Page =
Welcome to another NZADDs update.
The significance for those of us interested in New Zealand aid is captured in the first paragraphs of one of them:
“A New Zealand police training project about to start in the troubled Indonesian territory of West Papua this year has been described by Papuans as “the same as sending money to kill us”.
Police began training their Indonesian counterparts in 2009 in a pilot scheme. Last October, Foreign Minister Murray McCully extended the project to a $6.34 million, three-year-long commitment. “This is an excellent opportunity for New Zealand to contribute to Indonesia’s peace and prosperity by improving professional community policing,” he said. But some Papuan lawyers, church leaders, human rights workers and journalists say local police actions have worsened since New Zealand’s involvement, with Indonesia using it as a front to appease Western powers.” [Note that the reporting makes it sound as if the programme is both about to start and already up and running — from the looks of this Green Party press release the latter is the case].
We don’t know anything about the specifics of this particular programme (we’d love to know more though, please feel free to share any information you have). However, a couple of general observations seem worth noting.
It is possible that the scenario as reported points to a genuine aid dilemma. Plausibly, by engaging and using aid money to help train police in the importance of human rights, the programme could be an example of how aid can help, and an example of why engagement sometimes makes sense, even in problematic contexts. On the other hand, this may well be a case where it is simply better to disengage — to conclude that aid can achieve little positive change and possibly even enable abuses.

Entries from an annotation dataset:
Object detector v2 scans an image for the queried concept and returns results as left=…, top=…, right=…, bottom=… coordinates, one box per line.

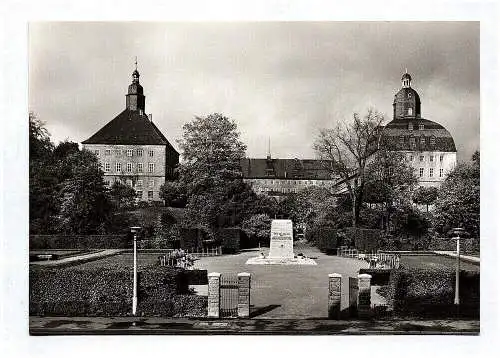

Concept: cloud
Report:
left=29, top=22, right=479, bottom=159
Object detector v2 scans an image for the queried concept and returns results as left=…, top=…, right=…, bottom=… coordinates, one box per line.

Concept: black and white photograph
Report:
left=3, top=3, right=498, bottom=356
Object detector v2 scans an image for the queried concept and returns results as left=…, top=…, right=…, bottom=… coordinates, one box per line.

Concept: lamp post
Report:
left=130, top=226, right=141, bottom=316
left=448, top=227, right=468, bottom=308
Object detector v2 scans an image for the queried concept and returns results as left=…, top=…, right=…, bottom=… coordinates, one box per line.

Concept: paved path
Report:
left=434, top=251, right=481, bottom=263
left=29, top=316, right=479, bottom=335
left=195, top=246, right=374, bottom=319
left=30, top=249, right=125, bottom=266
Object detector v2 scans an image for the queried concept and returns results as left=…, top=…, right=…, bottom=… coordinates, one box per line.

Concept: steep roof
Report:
left=382, top=118, right=457, bottom=152
left=82, top=108, right=180, bottom=150
left=241, top=158, right=331, bottom=180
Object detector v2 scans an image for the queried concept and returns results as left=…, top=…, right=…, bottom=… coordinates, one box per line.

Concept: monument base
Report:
left=246, top=257, right=317, bottom=265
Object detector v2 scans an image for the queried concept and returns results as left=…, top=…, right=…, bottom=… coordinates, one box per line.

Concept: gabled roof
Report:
left=240, top=158, right=332, bottom=180
left=82, top=109, right=175, bottom=150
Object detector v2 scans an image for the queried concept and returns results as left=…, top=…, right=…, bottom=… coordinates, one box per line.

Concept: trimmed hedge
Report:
left=29, top=234, right=133, bottom=250
left=388, top=267, right=480, bottom=318
left=359, top=268, right=392, bottom=286
left=345, top=227, right=382, bottom=251
left=217, top=227, right=241, bottom=254
left=29, top=266, right=207, bottom=317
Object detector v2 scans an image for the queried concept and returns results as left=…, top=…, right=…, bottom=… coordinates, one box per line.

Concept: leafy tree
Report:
left=60, top=150, right=112, bottom=234
left=160, top=181, right=187, bottom=208
left=434, top=152, right=480, bottom=238
left=413, top=186, right=438, bottom=212
left=241, top=214, right=271, bottom=241
left=179, top=113, right=248, bottom=236
left=314, top=109, right=384, bottom=227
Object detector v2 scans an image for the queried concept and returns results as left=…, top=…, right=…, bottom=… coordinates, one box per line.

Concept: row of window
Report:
left=408, top=122, right=425, bottom=131
left=94, top=149, right=155, bottom=157
left=104, top=178, right=155, bottom=188
left=409, top=154, right=444, bottom=162
left=104, top=163, right=155, bottom=173
left=418, top=168, right=444, bottom=178
left=399, top=136, right=436, bottom=146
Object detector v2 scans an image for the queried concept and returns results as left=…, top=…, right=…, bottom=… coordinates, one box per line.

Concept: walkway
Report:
left=29, top=316, right=479, bottom=335
left=195, top=246, right=369, bottom=319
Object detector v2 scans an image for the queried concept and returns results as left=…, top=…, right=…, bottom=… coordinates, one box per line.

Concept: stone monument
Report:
left=268, top=220, right=294, bottom=259
left=246, top=220, right=316, bottom=265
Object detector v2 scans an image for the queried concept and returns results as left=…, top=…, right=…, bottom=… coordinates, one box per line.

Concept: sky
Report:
left=28, top=21, right=480, bottom=160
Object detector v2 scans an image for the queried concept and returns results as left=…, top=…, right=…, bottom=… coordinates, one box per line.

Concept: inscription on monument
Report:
left=269, top=220, right=294, bottom=259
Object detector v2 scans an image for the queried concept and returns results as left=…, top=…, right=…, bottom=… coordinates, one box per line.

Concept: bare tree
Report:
left=314, top=109, right=384, bottom=227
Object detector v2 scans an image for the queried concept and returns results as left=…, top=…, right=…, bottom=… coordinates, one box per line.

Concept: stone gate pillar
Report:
left=358, top=274, right=372, bottom=319
left=328, top=273, right=342, bottom=319
left=207, top=272, right=220, bottom=318
left=238, top=272, right=250, bottom=318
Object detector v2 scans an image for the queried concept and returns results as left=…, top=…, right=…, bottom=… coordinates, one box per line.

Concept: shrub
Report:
left=388, top=267, right=479, bottom=318
left=29, top=266, right=207, bottom=316
left=359, top=268, right=392, bottom=286
left=217, top=227, right=240, bottom=253
left=29, top=234, right=133, bottom=250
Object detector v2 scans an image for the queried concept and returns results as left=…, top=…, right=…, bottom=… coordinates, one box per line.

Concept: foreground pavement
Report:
left=29, top=316, right=479, bottom=336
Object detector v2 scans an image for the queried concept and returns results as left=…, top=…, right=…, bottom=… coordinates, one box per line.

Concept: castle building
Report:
left=381, top=72, right=457, bottom=187
left=241, top=154, right=335, bottom=201
left=82, top=63, right=179, bottom=201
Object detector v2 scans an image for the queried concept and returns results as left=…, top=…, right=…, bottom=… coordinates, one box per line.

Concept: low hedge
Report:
left=387, top=267, right=480, bottom=318
left=29, top=266, right=207, bottom=317
left=217, top=227, right=241, bottom=254
left=29, top=234, right=133, bottom=250
left=359, top=268, right=392, bottom=286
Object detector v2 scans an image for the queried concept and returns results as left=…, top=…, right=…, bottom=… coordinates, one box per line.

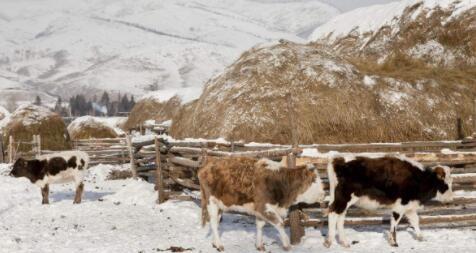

Task objective = Resume the update on New Zealand police training in West Papua, picking up right after its last sentence.

Final result =
For an aid agency such a dilemma is hard to negotiate even at the best of times. And these are not the best of times for New Zealand aid. Rather, they are a time when advancing New Zealand’s national interest is an explicit purpose of our ODA. And given this, it is hard to be confident our engagement with Indonesia on this work is genuinely driven by a desire to improve policing and through it the welfare of West Papuans. And this in turn is a very good illustration of why it is crucial that New Zealand give our aid genuinely motivated by a desire to help. Politicians like Minister McCully may believe aid can be a win/win endeavour, where we can help ourselves while helping others. But there are many situations — like the West Papua example — where this is not the case, and where if we are not careful our aid will help only in doing harm.
If any of you have time to put in an OIA request for more information on the policing programme in West Papua we are happy to give advice on how, and to share any useful information you may dig up.
Back in the less troubling world of abstractions the internet is currently churning out an abundance of fascinating writing on aid. If you have a few spare moments the following are all well worth your time:
Simon Maxwell on the future of aid.
Claire Melamed (and the ODI team) doing their best to puncture a bunch of myths about aid and development.
Kevin Watkins explaining why he thinks inequality matters, and deftly dissing Lant Pritchett’s theology in the process.
Claire Melamed (again!) with an excellent column on why we desperately need better development data, and the challenges of getting it.
And an interesting report on troubles amidst DFID’s (generally successful) aid for trade work in Africa.
Taking Care of Yourselves to Help you Take Care of Others
Here in the NZADDs admin division we pride ourselves on our ideological inflexibility. However, that’s no reason to be inflexible in real life. And yoga is, by all accounts, an excellent way of taking care of your physical and mental well-being. Which is why it is great that two Wellington based yoga-types and experienced aid workers, Amanda Scothern and Marianne Elliot, are running a 30 Days of Yoga for aid workers programme.
The course starts Monday 10 February and registration closes Friday 7 February. More information and registration can be found here.
Later this year we are planning to collate a series of blogs on the Development Policy Centre’s website on what New Zealand can do (through aid policies, trade policies, migration and so on) to make sure it is doing its bit to promote international development. If you are interested in potentially contributing a post on a topic where you have some insights please send us an email (firstname.lastname@example.org).
That’s all for now.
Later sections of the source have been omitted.